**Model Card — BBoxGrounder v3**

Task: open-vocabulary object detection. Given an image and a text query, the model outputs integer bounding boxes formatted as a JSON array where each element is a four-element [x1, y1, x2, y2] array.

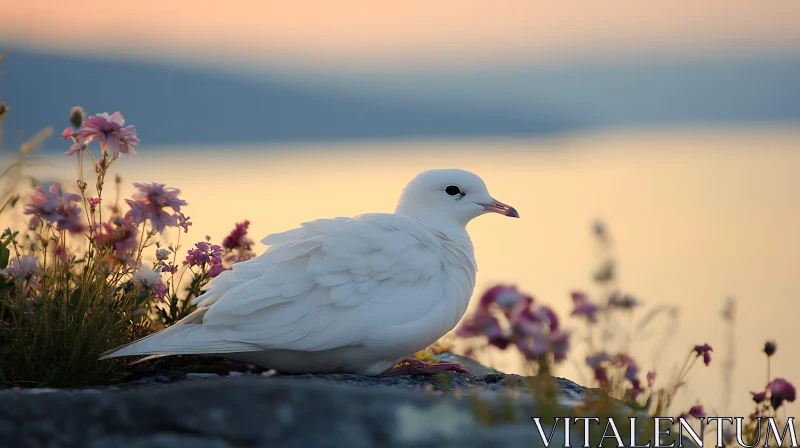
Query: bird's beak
[[481, 199, 519, 218]]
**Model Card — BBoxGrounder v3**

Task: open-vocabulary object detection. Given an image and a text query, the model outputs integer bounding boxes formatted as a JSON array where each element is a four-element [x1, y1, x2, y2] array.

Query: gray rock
[[0, 356, 648, 448]]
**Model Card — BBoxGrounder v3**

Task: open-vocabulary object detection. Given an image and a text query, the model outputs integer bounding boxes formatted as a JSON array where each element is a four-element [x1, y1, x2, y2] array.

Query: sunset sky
[[0, 0, 800, 70]]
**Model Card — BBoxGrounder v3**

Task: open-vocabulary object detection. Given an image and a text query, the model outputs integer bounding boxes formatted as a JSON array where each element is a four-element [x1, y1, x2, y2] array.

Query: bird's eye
[[444, 185, 464, 196]]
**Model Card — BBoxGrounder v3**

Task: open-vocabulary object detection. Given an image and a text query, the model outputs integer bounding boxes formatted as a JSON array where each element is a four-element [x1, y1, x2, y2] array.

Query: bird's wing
[[102, 214, 447, 354]]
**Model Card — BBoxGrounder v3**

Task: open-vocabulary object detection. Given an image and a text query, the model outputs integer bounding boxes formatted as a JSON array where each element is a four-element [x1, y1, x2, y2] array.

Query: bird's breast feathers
[[193, 214, 477, 351]]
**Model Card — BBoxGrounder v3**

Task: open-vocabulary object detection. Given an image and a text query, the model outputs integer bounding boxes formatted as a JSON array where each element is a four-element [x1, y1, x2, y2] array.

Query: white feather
[[104, 170, 512, 375]]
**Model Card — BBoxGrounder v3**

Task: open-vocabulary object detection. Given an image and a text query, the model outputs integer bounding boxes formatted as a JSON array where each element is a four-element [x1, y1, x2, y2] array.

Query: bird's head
[[395, 169, 519, 229]]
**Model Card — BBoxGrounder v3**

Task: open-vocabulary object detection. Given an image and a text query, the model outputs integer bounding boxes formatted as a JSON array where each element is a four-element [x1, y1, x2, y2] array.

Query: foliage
[[0, 107, 252, 386], [456, 224, 796, 446]]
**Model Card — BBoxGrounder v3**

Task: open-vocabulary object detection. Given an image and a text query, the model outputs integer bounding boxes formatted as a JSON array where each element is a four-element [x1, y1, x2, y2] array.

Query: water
[[7, 127, 800, 416]]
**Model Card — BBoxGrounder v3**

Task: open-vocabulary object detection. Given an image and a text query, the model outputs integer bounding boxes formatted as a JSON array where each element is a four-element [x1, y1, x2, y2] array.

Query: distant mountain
[[0, 52, 572, 148]]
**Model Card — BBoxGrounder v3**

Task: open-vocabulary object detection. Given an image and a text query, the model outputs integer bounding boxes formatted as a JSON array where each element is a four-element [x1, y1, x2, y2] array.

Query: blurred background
[[0, 0, 800, 416]]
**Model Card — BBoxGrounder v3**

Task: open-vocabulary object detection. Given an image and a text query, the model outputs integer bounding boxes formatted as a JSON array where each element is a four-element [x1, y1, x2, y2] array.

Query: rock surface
[[0, 356, 644, 448]]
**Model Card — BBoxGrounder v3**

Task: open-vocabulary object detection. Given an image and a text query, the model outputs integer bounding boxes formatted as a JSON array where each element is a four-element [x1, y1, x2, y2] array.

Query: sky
[[0, 0, 800, 72]]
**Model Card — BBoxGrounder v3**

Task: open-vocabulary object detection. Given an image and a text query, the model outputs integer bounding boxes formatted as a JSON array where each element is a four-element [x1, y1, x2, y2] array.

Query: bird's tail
[[100, 308, 261, 359]]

++++++++++++++++++++

> [Exercise objective]:
Recast all of the entries above as a JSON list of strings, one string per line, skipping blank lines and leaving out the pictures.

> [The solution]:
[
  "**Model Card — BBoxGrounder v3**",
  "Task: open-vocabulary object detection. Given an image and a text query, the model outputs integer bounding boxes formatted as a JSON array where each element is a four-element [x1, y1, x2, y2] array.",
  "Query: bird's beak",
  "[[481, 199, 519, 218]]",
  "**Model Card — BBoxGrounder v3**",
  "Task: open-vocabulary object detection. Given an image and a text query, the model outputs integer bounding boxes formatted as a JSON array where each element is a four-element [x1, y1, x2, y2] array.",
  "Query: gray rock",
  "[[0, 356, 648, 448]]",
  "**Model Card — BBoxGrounder v3**",
  "Task: open-vocabulary object detection. Given an image and a text query, the model outputs integer bounding boxes formatted as a JSON array where each element is a four-element [x1, y1, x2, y2] array.",
  "Query: sunset sky",
  "[[0, 0, 800, 70]]",
  "**Model Card — BBoxGrounder v3**",
  "Task: open-vocabulary object detection. Given an image and a text query, the model outputs integer bounding boxes formatted as a JSON array where each element is a four-element [x1, y1, x2, y2] array.",
  "Query: bird's eye",
  "[[444, 185, 464, 196]]",
  "**Model Card — BBoxGrounder v3**",
  "Task: open-vocabulary object detection. Given an image and a text query, the model outputs integer bounding boxes formatted as a JSON array where each element is a four-element [x1, y1, x2, y2] array.",
  "Query: bird's wing",
  "[[102, 214, 447, 354]]",
  "**Model Card — BBoxGrounder v3**",
  "Task: open-vocabulary object detection. Given an image and a text query, the model outputs integer bounding boxes formatted as a JSON array where each element is a four-element [x1, y1, x2, y2] array.",
  "Query: bird's breast feathers",
  "[[193, 214, 477, 351]]",
  "**Model Card — BBoxGrounder v3**",
  "Task: open-vocabulary object detection. Given an image and a text query, the model outputs integer bounding boxes formatted as a JSON array where each element is a four-element [x1, y1, x2, y2] array.",
  "Query: white feather",
  "[[104, 170, 512, 375]]",
  "**Model Card — BBoxGrounder v3**",
  "Task: open-vocabulary object detection. Given an image and a text query, the model outputs integer bounding boxes formatted as a JSON array where each element is a four-element [x1, y1, x2, y2] array.",
  "Query: bird's head",
  "[[395, 169, 519, 229]]",
  "**Model Card — BBoxGrounder v3**",
  "Task: open-vocabulary object detection. Given an image and a text query, the model outputs integer bounding boxes formatted as a JSON array where each element is a four-element [x1, y1, x2, y2] array.",
  "Query: foliage",
  "[[0, 107, 252, 386], [456, 224, 796, 446]]",
  "**Model Card — BBoxGrounder v3**",
  "Task: open-vocabulary object detection. Given an image and a text query, the model outputs integer bounding boxes formatted as a JSON array where each element is a four-element [x1, y1, x2, y2] array.",
  "Query: water",
  "[[7, 127, 800, 416]]",
  "**Model Card — BBoxGrounder v3**",
  "Task: open-vocabulary object detection. Given an image and a text query, the model outputs integer bounding boxes formatted as a JSON array where each element is a four-element [x1, y1, x2, y2] array.",
  "Query: distant mountain",
  "[[0, 52, 572, 148]]",
  "**Model Card — BBoxGrounder v3**",
  "Task: open-vocabulary object detection. Given an image and a text query, the model outputs integer bounding boxes formatted as a JSON array where each element is a four-element [x1, y1, x2, y2] array.",
  "Query: blurred background",
  "[[0, 0, 800, 416]]",
  "**Model Card — BBoxGrounder v3**",
  "Task: open-vocabulary object detection. Given an image and a text query, the model outputs integer bounding boxes formatted as a JSON array where each element is a four-element [x1, y1, x2, y2] array.",
  "Query: rock surface",
  "[[0, 356, 644, 448]]",
  "**Model Card — BBoxGrounder v3**",
  "Task: open-vocabulary object detection. Given an image and a text query, the model outputs integer bounding boxes formatted as a JSON array where each element is a four-element [x1, y1, x2, y2] array.",
  "Query: sky",
  "[[0, 0, 800, 72]]",
  "**Model Card — BBoxGrounder v3**",
  "Task: open-vocabulary object detection. Given an image and a text query, the model outputs integer bounding boxes formatted as a JSON array where each element is a four-element [x1, y1, x2, y2] array.",
  "Query: bird's tail",
  "[[100, 308, 261, 359]]"
]